• [FRAGMENTO DE TEXTO]

------------------------------------

Selección de críticas del musicólogo Gustavo Moral Álvarez

domingo, marzo 11, 2007

“El tenor y la bailaora”

Sara Baras y José Carreras llenaron la Sala Argenta del Palacio de Festivales y lograron levantar de sus asientos a un público entregado y que ovacionó largamente el encuentro entre ambos artistas. Todo sucedió el pasado sábado en un espectáculo que fundamentaba su argumento en la figura de cuatro nombres propios del primer tercio del siglo XX y su relación con el flamenco; los compositores Albéniz, Granados y Falla, –ahí es nada- y García Lorca. Por el camino otras presencias como Guastavino, Carlos Gardel, Joseph Ribas o, en el territorio de los “bises” Joaquín Rodrigo y Agustín Lara.

La alquimia del espectáculo hace que, la busca de la quimera y el taquillaje, mezcle elementos dispares por ver qué sucede. Fusiones, ensaladas y mixturas que hacen que territorios en otro tiempo acotados, rompan sus fronteras –o al menos abran un huequito- para manejarse en tierras más extrañas. Pero está claro que hay un ingrediente que tiene mayor facilidad y permeabilidad para ser mezclado, seguramente por tener la capacidad de ser maleable y abierto para ello: el flamenco. En el último cuarto del XX y en lo que llevamos de este XXI hemos visto cómo este arte se acercaba al jazz, al rock, al pop, al rap, a la música tradicional de la India, de África. Pero en el caso del pasado sábado más que un paso hacia delante se vivió una mirada atrás en busca de la esencia del género en las composiciones de música culta. La compañía de Sara Baras, cuerpo de baile y músicos, esbozaron en sus intervenciones a solo diferentes cuadros que recogían temas universales de la música clásica que, en sus orígenes, hundían sus raíces en lo popular. Por su parte José Carreras interpretó canciones del repertorio señalado con mucha musicalidad y sabiduría. La misma música que derrochó el cuerpo de Sara Baras en las conjunciones con el tenor y en sus arranques de energía cuando hizo de la escena su territorio.

------------------------------------

• [ENTRADAS DISPONIBLES]
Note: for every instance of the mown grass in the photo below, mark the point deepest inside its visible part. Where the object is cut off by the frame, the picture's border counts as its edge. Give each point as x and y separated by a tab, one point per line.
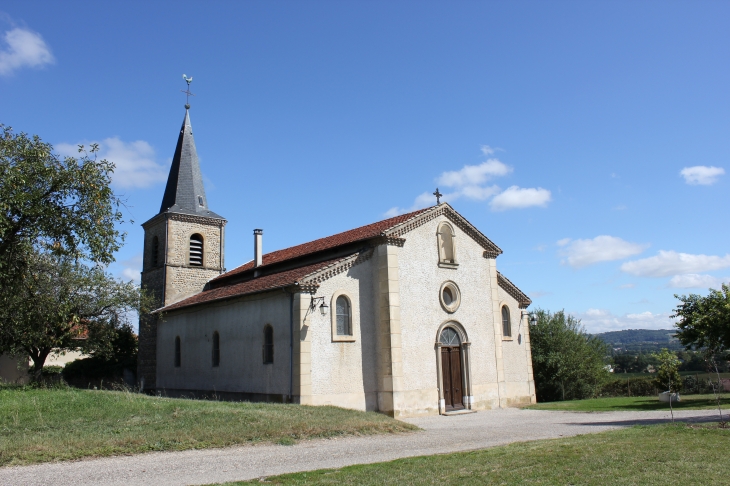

------------------------------------

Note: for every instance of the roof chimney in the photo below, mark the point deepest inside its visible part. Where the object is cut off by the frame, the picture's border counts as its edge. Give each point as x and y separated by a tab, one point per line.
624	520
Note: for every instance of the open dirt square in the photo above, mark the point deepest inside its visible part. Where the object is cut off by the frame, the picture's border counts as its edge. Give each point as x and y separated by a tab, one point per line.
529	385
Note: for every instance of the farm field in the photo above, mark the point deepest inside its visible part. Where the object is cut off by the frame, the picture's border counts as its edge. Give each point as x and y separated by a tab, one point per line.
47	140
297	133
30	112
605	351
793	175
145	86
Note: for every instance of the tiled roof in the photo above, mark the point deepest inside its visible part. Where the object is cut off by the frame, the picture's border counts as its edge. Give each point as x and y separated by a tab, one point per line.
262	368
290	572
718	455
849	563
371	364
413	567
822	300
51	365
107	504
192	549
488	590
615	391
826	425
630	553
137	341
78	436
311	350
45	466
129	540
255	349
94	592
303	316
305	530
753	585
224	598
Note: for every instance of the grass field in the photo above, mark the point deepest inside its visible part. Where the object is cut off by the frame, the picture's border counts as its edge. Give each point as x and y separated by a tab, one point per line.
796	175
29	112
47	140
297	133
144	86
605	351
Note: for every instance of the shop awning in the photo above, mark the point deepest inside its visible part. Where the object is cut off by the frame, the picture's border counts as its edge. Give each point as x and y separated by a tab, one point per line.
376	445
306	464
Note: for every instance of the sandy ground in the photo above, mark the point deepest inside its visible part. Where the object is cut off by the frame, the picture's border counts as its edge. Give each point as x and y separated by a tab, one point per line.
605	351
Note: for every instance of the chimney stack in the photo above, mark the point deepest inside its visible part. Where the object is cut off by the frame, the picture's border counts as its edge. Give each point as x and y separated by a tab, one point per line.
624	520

------------------------------------

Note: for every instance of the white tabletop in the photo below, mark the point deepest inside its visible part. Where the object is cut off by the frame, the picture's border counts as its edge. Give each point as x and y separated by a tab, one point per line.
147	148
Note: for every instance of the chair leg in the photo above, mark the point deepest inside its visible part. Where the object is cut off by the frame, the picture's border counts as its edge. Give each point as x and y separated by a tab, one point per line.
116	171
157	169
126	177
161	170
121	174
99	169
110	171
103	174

------------------------------------

• [EJERCICIO 1]
Indica si cada frase coincide con la crítica del espectáculo de Sara Baras y José Carreras. Responde sí o no y copia tal cual las palabras de la crítica que lo deciden.
(a) El espectáculo se celebró un domingo.
(b) Entre los bises sonaron Joaquín Rodrigo y Agustín Lara.
(c) José Carreras cantó con poca musicalidad.
• [EJERCICIO 2]
Responde con la información de la crítica:
(a) ¿Qué sala llenaron los dos artistas?
(b) ¿Qué tres compositores se nombran junto a García Lorca?
(c) ¿Cuál es el ingrediente que, según la crítica, se mezcla con más facilidad?
• [EJERCICIO 3] Sigue escribiendo la crítica del espectáculo de Sara Baras y José Carreras a partir del punto en que se detiene.
Para esto no hacen falta las entradas.

• [RESPUESTA 1]
(a) No: "Todo sucedió el pasado sábado"
(b) Sí: "en el territorio de los “bises” Joaquín Rodrigo y Agustín Lara"
(c) No: "con mucha musicalidad y sabiduría"

• [RESPUESTA 2]
(a) La Sala Argenta del Palacio de Festivales.
(b) Albéniz, Granados y Falla.
(c) El flamenco.

• [RESPUESTA 3]
Los achaques de este espectáculo, al que confieso que tenía “más miedo que a un nublao” –prejuicios de haber presenciado más de un desastre en fusiones similares- quedan en simples anécdotas: la ineludible necesidad de amplificar la voz de Carreras, su estatismo escénico o la yuxtaposición de las escenas pesan un poco en la valoración del conjunto. Sí que tuvimos problemas, y graves en algún momento, con los criterios de afinación entre piano, guitarras y violín, cada uno por su lado. Pero la energía desbordada por el baile y toda la música sentida y manifestada mereció la pena. La voz del gran tenor, a pesar de no ser lo que fue, mantiene mucho de su esencia. No podemos valorar su estado en condiciones normales pues la microfonía y el volumen en la sala nos lo impiden. Más que de una gala lírica hemos de hablar de un espectáculo de otra índole. Así no nos pillamos los dedos.